GIVEN TASK:
In the passage below about writers and discouragement, whom does discouragement draw away from their work?

DOCUMENT EXCERPT:

In the ‘business’ of mentoring writers, I come across a lot of people who get discouraged. Often.
I mean, it doesn’t surprise me. Everyone gets discouraged, especially when you’re a writer trying to convince the world your words matter.
Okay, fine. Yes — I GET DISCOURAGED TOO. I don’t think you can be a creative individual — or a human being, for that matter — without doubting yourself every once in awhile.
The ‘fixer’ in me constantly tries to come up with new ways to solve common problems like these. (Hence, uh, this blog.) Discouragement is a problem. It draws a lot of creative, capable writers away from their work. And that’s dumb. You shouldn’t ever feel like your words aren’t worth writing (or reading) simply because your brain doesn’t want you to believe you’re awesome.
How do we combat discouragement? There are the usual solutions — keep trying! Don’t let other people bring you down! Suck it up!
And then there’s the more creative approach.
(And just to warn you — it involves some digging.)

PROVIDED DATA:
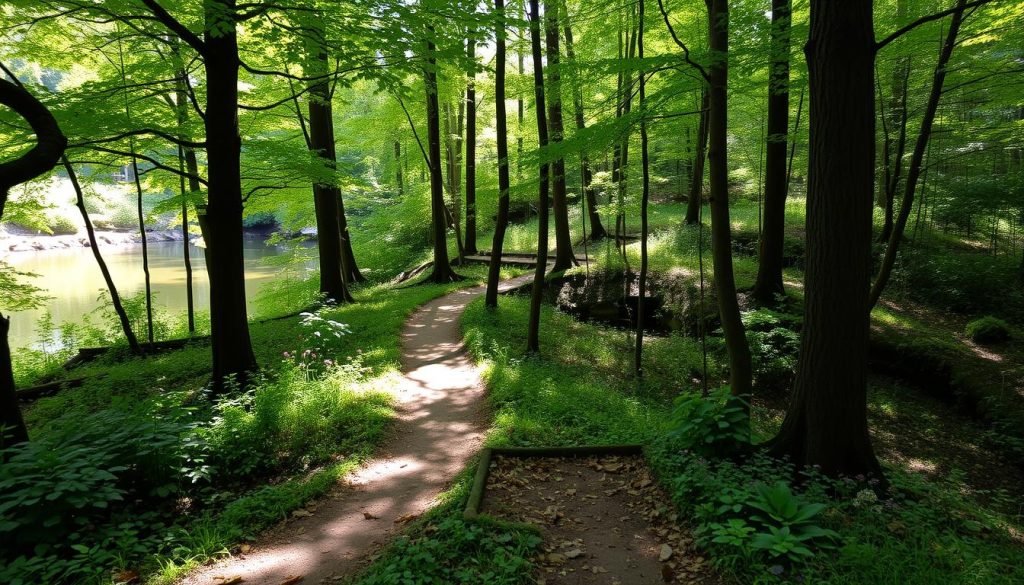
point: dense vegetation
(779, 244)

SOLUTION TO THE PROBLEM:
A lot of creative, capable writers.